(Pointing records)
····················

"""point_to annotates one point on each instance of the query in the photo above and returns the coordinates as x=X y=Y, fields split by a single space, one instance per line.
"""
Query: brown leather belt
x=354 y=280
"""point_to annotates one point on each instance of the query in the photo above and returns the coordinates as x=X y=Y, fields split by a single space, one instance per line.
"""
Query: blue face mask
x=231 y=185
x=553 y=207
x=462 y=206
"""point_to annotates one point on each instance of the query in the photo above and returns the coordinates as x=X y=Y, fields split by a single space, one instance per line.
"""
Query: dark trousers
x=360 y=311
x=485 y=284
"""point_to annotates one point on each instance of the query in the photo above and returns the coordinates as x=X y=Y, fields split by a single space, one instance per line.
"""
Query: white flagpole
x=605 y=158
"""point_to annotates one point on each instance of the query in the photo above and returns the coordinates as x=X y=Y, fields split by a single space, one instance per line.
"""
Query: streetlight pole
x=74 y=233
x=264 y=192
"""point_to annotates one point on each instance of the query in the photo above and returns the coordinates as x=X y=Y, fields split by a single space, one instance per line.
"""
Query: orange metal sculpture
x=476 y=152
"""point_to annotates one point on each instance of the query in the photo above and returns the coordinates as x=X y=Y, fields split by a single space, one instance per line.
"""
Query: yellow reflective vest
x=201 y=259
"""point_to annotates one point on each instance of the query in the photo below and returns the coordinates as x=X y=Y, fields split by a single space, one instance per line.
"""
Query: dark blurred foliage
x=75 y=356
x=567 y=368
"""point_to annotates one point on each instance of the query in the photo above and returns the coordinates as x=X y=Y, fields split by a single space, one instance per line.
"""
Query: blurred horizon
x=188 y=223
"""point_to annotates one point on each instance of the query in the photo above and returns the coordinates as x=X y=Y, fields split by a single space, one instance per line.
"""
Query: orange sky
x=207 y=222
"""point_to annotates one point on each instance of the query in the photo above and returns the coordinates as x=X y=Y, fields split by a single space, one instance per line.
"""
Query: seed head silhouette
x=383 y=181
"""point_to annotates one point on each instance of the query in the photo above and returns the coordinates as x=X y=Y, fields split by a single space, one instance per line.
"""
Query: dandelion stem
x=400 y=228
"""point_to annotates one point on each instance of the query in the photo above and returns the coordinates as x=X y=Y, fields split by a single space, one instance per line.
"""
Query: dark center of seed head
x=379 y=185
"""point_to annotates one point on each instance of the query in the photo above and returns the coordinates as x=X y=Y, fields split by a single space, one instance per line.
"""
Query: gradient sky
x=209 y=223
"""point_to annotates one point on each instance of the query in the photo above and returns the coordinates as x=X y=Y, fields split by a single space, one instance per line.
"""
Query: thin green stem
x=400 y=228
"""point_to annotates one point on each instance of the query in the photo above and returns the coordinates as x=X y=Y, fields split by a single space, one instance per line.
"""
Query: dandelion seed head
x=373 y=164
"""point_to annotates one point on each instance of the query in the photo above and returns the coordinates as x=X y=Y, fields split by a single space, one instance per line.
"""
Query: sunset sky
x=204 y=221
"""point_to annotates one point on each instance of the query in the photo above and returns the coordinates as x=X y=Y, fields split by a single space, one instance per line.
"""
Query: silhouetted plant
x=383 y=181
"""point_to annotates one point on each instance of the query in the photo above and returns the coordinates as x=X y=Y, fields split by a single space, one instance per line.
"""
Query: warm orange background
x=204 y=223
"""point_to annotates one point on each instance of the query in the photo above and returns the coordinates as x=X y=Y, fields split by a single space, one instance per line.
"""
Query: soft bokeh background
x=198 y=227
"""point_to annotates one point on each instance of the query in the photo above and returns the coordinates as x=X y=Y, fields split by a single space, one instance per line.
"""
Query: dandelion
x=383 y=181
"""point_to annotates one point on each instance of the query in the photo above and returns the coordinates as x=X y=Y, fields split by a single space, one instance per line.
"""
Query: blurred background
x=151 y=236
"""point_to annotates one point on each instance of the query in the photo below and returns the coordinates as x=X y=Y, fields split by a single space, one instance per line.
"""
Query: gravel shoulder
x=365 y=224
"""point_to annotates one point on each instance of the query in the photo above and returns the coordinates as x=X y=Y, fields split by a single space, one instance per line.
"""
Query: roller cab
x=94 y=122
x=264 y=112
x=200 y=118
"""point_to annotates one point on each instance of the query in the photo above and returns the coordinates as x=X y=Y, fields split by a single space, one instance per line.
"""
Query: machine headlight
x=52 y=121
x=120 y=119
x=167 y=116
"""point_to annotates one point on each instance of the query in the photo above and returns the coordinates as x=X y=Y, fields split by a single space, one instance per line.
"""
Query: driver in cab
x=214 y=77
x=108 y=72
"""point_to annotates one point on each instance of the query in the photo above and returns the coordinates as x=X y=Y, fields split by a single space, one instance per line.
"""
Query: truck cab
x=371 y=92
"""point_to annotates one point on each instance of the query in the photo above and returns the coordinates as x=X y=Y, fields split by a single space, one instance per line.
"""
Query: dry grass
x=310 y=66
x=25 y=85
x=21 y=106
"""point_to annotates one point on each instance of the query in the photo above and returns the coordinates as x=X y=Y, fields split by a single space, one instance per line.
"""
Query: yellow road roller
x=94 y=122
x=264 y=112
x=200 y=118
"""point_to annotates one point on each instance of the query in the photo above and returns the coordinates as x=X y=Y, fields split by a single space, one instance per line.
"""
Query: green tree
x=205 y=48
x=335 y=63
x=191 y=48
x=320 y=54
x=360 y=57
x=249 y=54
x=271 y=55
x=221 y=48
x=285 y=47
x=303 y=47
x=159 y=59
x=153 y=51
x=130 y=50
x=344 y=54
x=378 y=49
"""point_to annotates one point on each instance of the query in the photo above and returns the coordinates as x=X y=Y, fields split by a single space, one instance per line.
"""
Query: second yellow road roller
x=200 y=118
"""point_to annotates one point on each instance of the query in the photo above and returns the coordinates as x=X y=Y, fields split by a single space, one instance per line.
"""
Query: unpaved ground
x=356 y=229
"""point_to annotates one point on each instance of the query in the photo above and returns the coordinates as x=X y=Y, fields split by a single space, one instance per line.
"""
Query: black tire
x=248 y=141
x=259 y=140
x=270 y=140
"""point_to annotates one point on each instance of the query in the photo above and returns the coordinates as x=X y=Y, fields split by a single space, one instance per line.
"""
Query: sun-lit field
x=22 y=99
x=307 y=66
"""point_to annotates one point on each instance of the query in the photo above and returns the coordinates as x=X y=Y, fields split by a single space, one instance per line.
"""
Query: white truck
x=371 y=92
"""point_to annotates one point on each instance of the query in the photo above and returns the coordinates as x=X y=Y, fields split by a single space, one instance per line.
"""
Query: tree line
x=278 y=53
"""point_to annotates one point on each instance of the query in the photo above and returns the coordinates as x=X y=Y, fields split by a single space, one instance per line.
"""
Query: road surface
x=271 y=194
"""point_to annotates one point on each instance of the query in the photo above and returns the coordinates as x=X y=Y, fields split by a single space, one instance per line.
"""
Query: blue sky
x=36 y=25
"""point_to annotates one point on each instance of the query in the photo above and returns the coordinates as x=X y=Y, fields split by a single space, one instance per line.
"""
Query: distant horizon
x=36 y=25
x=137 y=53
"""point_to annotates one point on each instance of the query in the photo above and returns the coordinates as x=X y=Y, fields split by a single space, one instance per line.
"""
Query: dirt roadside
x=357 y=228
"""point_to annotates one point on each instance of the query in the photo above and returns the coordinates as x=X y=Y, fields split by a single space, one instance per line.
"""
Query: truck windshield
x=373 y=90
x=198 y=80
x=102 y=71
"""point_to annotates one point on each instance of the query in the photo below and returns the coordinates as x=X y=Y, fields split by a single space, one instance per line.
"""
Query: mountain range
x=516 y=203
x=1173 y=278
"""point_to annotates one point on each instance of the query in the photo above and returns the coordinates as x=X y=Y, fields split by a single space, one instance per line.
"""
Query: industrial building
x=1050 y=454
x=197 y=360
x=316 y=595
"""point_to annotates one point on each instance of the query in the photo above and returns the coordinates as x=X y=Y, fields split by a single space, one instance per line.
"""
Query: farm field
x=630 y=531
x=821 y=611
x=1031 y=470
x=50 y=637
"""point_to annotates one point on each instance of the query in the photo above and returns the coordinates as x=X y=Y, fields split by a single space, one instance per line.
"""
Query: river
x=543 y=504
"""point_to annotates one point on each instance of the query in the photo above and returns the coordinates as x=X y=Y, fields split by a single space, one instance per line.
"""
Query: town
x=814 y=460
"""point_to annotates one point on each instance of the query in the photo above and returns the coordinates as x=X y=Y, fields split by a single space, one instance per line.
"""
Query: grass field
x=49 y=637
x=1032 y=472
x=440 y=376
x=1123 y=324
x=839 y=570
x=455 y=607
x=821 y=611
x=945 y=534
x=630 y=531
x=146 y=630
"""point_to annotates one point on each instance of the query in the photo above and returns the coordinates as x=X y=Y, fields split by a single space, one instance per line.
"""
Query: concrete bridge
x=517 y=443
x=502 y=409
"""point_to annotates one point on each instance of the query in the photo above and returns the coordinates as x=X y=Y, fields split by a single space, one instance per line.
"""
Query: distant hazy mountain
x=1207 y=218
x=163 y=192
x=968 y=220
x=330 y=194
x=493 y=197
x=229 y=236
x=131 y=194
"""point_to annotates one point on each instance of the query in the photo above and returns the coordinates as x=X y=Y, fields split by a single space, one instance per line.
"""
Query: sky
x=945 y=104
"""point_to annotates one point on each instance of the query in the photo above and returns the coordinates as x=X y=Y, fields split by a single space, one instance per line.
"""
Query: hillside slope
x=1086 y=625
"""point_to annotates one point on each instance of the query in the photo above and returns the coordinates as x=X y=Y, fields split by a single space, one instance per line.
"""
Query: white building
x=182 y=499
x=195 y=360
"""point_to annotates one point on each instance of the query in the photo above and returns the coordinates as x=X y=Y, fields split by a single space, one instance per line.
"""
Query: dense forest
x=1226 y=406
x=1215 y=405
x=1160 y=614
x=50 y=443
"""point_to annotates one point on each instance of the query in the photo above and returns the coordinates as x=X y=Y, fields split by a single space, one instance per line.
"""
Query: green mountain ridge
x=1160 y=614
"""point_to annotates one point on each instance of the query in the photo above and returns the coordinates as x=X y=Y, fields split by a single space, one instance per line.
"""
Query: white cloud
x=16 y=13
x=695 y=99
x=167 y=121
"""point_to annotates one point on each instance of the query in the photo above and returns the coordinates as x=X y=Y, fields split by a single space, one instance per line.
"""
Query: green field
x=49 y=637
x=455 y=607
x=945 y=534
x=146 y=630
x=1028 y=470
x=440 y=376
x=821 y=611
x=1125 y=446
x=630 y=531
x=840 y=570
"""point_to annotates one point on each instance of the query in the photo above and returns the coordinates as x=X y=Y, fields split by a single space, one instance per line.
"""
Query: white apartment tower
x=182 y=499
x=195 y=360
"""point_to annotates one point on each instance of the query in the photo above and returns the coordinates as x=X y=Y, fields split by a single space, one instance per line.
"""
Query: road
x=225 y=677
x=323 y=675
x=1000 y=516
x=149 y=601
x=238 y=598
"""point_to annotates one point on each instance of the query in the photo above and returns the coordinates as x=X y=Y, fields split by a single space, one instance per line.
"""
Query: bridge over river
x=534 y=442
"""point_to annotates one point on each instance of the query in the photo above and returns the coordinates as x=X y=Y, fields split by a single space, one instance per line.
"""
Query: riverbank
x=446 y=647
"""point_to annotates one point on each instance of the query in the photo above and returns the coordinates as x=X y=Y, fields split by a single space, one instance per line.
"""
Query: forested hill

····················

• THE TASK: How many of the lines above contain the word "seed"? Give only the number.

• WRITTEN SOLUTION: 3